> **SOURCE DOCUMENT**
BEGIN
Dishonored Lady is an interesting film in that, long ahead of its time, it confronts head-on the problems professional women face, at the same time revealing how hypocritical morality was in the post-war era. Hedy Lamar plays Madeline, an art director at a high profile magazine. Her female subordinates gossip about her dates with numerous boyfriends, an activity also enjoyed by her male coworkers, who alternate between clucking their tongues at her, and trying to hustle a date with her.
Depressed over her latest failed romance, Madeline smashes her car into a tree belonging to a psychiatrist. He comes to her aid and eventually she becomes his patient. Without ever uttering the words “sex” or “nymphomaniac”, he diagnosis her as “a woman addicted to excitement.” When one excitement “wears off”, she goes for another, in “the way an alcoholic goes for another drink.” While her male colleagues openly criticize Madeline’s lifestyle, they also exploit the fact that she is an attractive woman to profit the company, introducing her to Felix Courtland, a rich playboy jeweler who was in important client for the magazine until she rejected a lucrative advertising spread on the basis of poor design. Fed up with it all, she decides she has had enough and that it is time to turn her life around.
END
> **REQUIRED ACTIONS**
a. Check each statement below against the film review and answer yes or no for each, quoting the exact words from the film review that settle it. (i) Madeline works as an art director at a magazine. (ii) The psychiatrist calls Madeline a nymphomaniac. (iii) Madeline turned down an advertising spread from Felix Courtland because of poor design.
b. Go on with the film review, picking up right after its last sentence.

> **SOURCE MATERIAL**
BEGIN
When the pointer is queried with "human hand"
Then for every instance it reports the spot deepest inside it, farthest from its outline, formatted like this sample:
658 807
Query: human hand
END
> **ANSWERS TO THE TASKS**
a.
(i) Yes: "Hedy Lamar plays Madeline, an art director at a high profile magazine."
(ii) No: "Without ever uttering the words “sex” or “nymphomaniac”"
(iii) Yes: "until she rejected a lucrative advertising spread on the basis of poor design"

b.
Madeline quits her job and moves into a modest apartment, where she meets David, a scientist struggling to get his work published. In real life, Hedy Lammar was herself an accomplished scientist, and lobbied to get the science put into this film, although on screen she is only there to bask in the reflected glory of her male love interest. Her past comes back to haunt her when she happens to meet Courtland at a nightclub and he lures her back to his house, where he is murdered shortly after she leaves.
The double standards of the day are clearly spelled out in the ensuing courtroom scene. “You admit you love one man and yet you go to the apartment of another!” thunders the incredulous prosecuting attorney. Things end fairly well for Madeline, but it’s a bittersweet ending, as the moral standards of the day cast a shadow of guilt over her for being a woman, but acting, more or less, like the men around her.